Line by line, print the records exactly, and keep images out of the copy.

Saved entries
---
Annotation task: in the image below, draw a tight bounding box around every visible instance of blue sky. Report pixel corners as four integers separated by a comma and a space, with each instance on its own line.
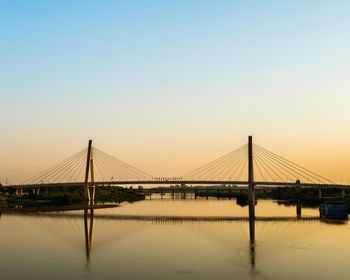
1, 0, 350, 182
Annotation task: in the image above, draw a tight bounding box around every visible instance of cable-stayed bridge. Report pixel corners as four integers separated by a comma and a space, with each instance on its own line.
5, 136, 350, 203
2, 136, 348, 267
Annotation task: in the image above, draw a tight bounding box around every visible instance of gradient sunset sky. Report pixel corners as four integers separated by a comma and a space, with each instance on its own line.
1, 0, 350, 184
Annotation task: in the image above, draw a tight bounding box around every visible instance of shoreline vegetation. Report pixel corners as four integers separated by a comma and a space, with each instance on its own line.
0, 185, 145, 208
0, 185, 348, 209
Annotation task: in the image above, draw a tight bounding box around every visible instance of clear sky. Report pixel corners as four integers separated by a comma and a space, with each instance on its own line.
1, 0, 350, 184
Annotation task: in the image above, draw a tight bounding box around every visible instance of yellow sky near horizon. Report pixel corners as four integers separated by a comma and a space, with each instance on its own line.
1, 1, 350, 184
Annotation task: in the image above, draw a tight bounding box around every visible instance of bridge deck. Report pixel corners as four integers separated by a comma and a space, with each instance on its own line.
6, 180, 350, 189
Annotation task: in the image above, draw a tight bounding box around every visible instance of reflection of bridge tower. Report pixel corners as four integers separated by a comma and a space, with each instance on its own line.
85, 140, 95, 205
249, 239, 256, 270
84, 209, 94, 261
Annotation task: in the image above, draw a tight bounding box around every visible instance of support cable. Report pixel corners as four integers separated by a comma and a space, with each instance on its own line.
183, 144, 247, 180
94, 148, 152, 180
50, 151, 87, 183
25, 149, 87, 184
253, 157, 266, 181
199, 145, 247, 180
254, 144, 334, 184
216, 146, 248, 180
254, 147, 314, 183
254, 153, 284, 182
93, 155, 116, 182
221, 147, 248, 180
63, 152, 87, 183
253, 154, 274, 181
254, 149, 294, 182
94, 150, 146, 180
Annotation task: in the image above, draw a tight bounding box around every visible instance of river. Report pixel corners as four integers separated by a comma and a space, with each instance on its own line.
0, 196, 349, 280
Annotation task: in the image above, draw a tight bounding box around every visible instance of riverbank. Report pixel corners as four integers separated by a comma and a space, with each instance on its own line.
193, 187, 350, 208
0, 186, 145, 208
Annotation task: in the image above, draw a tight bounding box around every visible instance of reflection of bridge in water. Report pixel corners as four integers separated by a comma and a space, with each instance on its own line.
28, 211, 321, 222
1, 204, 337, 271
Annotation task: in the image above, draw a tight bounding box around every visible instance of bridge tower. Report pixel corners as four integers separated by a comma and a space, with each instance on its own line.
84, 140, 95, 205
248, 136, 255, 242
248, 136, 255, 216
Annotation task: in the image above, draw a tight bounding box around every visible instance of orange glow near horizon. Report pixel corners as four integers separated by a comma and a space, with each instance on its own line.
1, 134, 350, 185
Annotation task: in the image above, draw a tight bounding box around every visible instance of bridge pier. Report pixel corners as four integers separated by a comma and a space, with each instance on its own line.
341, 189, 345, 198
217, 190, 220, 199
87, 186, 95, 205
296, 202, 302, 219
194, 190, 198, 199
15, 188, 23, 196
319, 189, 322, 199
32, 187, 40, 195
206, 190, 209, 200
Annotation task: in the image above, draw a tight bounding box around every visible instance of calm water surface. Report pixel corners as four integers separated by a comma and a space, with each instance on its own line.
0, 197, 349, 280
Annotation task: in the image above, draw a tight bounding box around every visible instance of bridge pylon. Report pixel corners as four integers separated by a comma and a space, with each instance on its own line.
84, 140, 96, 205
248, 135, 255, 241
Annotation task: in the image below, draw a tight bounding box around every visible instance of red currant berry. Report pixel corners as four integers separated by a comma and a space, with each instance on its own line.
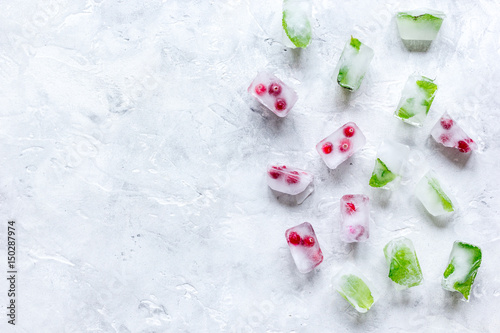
---
> [RESPONSE TO THE EXERCISE]
Annotation task: in the image below, draw a tight bounding box around every visible instance of blue sky. Report pixel corners as four integers separated by a comma and a space, with each instance on its own line.
1, 0, 350, 182
Annotation task: in the image above, draw a tight bounding box around every visible instance of cable-stayed bridge. Report pixel corners as four integers separated by a comma and a space, with each instance on its own line.
5, 136, 350, 203
2, 136, 348, 267
Annotation task: in the image above, draw a tight bounding box around every visible instance of gradient sunset sky. Report pixel corners as four integers separated by a comma and a space, with each instance on its own line.
1, 0, 350, 184
Annotation task: in the image above, draw a tight bounding box around every visible instance of shoreline vegetation. Report pixel corners as four integers separated by a comma and a space, with each instance on its own line.
0, 185, 145, 208
0, 185, 348, 209
Annotation task: in the image above, draw a tight bounding box around every visible instance of clear sky. Report pixel corners as four integers separated by a comma and a space, with each instance on its own line.
1, 0, 350, 184
Annotation task: in the image above, draw a tight bounding box around every visible instance of yellow sky near horizon. Report pixel corners as four integers separated by a comma and a space, with each instance on its own line.
1, 1, 350, 184
Annotation task: in the image above, draw a tight bounding box around every visible instance of bridge deck. Report pixel corners as four integers separated by a comma and a space, with each instance on its own line.
6, 180, 350, 189
Annotation task: in the image above, draw a tight bounding box around every visible instance of reflection of bridge tower. Report pixel corners as four integers separated by a comma and a space, with each instance on its own line.
85, 140, 95, 205
249, 239, 256, 270
84, 209, 94, 261
Annotation task: in the image above, draw a tight bounding box around every visible instance of support cable. Report pixel corners as four integers separated by a comma and a space, with each instance on its own line.
183, 144, 247, 180
94, 148, 152, 180
50, 151, 87, 183
25, 149, 87, 184
253, 157, 266, 181
199, 145, 247, 180
254, 144, 334, 184
216, 146, 248, 180
254, 147, 314, 183
254, 153, 284, 182
93, 155, 116, 182
221, 147, 248, 180
63, 152, 87, 183
253, 154, 274, 181
254, 149, 294, 182
94, 150, 146, 180
Annotation task: in the image above, draw a tight bounding box around every visible instance of river. Report pixel corners as four integers separated by a comma and a space, with each instance on its own line.
0, 196, 349, 280
Annotation task: in the image above, draw a tight bounding box around every visible instance of riverbank. Report pixel corners as four integers separated by a comma and a space, with each instance on its own line.
193, 187, 350, 208
0, 186, 145, 208
Annotation task: in the image above, draw a tight bounding box around every visible instance of reflection of bridge in water. Report pixel corners as four integers separated by a comma and a space, with each instance on its own line.
28, 211, 321, 222
1, 204, 337, 271
Annotation task: in the image above, draw a tight bounding box around every visible instance of bridge tower. Report pixel corners as four integers separated by a comma and a space, with each instance on its own line.
84, 140, 95, 205
248, 136, 255, 242
248, 136, 255, 216
Annotation task: in the image above, draw a tight bounding box around every visible instance of orange glow near horizon. Report pixel corners as four integers separated by a comma and a space, with each instance on its own line.
1, 134, 350, 185
Annotation task: in the image above, draw a tight bounding box around every visible instance of bridge pier. Report pixel corners as four integers separated by a comma and a space, with each instance on its own line.
341, 189, 345, 198
217, 190, 220, 199
87, 186, 95, 205
296, 202, 302, 219
194, 190, 198, 199
15, 188, 23, 196
319, 189, 322, 199
32, 187, 40, 195
206, 190, 209, 200
Annotation task: in the image above, draw a tight bounding box around every visible instance of calm water surface. Report pixel corners as four integers separated by a comma and a space, with each instance on its own line.
0, 197, 349, 280
Annotation task: in the image above, draw a tight bounding box around every visible instance of bridge pylon. Report pixel corners as four integers separated by a comma and a space, with each instance on its own line.
84, 140, 96, 205
248, 135, 255, 241
Annotation task: in the image below, draw a tight bounding box around every visible instance of red currant berry. Report pixel corners as four integers separated by a comma and a space, with each instance on its own line.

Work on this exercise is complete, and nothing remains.